### Task to complete
Extend the account of the moose found dead in the snow, picking up right after its final line.

### Passage provided
He came across a downed Moose out west his first reaction was the Wolves got her since they trampled the snow pack all around.

He tracked back into the to find the battle grounds where it first started,,, something didn't seem right as there was a long wide drag trail in the snow. It was there that he realized that a Grizzly jumped it.
This Cow might of been ill or wonded and not able to fend off the attack.

She made it close to the edges of the clearing. Once she expired the Grizzly drug her back into the trees as far as it could he's thinking
Purhaps to bury it under the log pile close by.

The Grizzly ate what it wanted and probably left for the time been.
The packs are thick in these areas, they could of picked up on the sent and moved in on it.

Wayne said later that he was pretty sure the Gizz got it down, the Wolves came along latter.
Some folks that would of come across this might of thought the Wolves took it down from looking at the feeding grounds much like he thought.

Lucky thing is that my friend has keen eyes of trying to peace together what is what as he could of missed out on the clues left behind.

This is what he said at the end of his story...

Entries from a pointing dataset:
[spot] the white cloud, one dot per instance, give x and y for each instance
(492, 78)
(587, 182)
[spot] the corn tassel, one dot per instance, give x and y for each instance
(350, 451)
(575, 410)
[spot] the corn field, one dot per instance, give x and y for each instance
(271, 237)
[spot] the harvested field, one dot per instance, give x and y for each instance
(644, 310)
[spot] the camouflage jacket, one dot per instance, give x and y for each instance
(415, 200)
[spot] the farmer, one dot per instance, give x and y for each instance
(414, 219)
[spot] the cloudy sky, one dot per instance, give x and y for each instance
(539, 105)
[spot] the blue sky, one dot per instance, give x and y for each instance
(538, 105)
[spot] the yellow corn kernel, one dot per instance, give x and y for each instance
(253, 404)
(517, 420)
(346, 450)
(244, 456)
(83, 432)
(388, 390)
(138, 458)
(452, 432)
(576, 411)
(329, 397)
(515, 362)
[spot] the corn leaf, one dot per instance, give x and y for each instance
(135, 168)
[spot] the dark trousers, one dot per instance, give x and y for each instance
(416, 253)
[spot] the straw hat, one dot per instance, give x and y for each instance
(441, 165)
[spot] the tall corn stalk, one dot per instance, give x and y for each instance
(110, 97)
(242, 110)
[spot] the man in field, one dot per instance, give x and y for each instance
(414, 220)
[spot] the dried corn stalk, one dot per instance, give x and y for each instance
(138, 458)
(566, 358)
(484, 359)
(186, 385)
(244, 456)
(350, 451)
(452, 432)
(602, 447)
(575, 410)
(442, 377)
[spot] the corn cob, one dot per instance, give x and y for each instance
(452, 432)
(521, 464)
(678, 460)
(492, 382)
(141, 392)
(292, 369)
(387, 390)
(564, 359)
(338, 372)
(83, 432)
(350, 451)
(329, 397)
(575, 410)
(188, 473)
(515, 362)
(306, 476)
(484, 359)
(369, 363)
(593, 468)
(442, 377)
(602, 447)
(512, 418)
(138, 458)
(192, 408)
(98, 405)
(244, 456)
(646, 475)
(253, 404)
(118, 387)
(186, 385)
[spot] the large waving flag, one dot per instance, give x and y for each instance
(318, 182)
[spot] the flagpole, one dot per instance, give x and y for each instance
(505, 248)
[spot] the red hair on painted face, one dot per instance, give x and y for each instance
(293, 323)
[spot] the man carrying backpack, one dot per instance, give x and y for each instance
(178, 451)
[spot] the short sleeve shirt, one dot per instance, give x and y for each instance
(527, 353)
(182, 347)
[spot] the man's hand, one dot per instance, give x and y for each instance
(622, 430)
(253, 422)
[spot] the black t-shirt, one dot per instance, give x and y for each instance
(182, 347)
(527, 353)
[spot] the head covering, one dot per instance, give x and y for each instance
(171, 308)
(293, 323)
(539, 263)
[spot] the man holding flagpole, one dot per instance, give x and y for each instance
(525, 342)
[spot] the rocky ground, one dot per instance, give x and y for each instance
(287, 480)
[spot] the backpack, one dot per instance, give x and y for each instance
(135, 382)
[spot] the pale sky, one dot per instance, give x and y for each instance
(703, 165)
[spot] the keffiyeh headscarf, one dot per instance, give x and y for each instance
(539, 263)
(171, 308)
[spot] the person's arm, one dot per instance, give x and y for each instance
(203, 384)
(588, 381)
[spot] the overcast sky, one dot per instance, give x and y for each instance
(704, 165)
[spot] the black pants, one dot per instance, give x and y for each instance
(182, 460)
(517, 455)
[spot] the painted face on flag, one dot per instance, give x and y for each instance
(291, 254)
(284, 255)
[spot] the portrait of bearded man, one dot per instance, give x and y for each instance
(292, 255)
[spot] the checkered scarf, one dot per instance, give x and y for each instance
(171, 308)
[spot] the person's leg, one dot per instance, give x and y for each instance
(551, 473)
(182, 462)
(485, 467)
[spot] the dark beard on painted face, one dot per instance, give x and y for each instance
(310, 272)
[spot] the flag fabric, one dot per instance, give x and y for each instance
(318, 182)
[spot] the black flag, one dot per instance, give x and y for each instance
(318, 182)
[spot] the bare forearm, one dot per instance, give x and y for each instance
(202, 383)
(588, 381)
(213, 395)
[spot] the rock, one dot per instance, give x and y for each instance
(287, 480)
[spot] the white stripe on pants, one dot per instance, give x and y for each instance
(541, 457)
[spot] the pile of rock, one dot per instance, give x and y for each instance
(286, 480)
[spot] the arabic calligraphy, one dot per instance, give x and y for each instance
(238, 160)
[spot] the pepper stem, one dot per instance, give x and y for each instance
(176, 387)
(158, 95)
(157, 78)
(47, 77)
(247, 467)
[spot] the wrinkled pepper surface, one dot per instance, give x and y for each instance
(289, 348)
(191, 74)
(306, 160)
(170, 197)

### Answer to this exercise
Sometimes Wolves get blamed for the kills in many cases,,, this happens because of the massive amounts of tracks at these kill sights,,, with out tracking back or around even I can miss out on other predators that "could" of been the original contributer to the take down,,, then maybe the Wolves came along later.
Don't know as I wasn't there.

This makes me wonder how many Deer, sheep, younger calves of Elk and Moose fall prey to Cougars.
It's been said that Cats "normally eat fresh kills only."

I wonder how many fall prey to these big cats since the forests are full of them.

I believe that all predator hang a licking on hooved animals,,, I get wondering my self now what predator it was that really did the kill before others come along for the feast.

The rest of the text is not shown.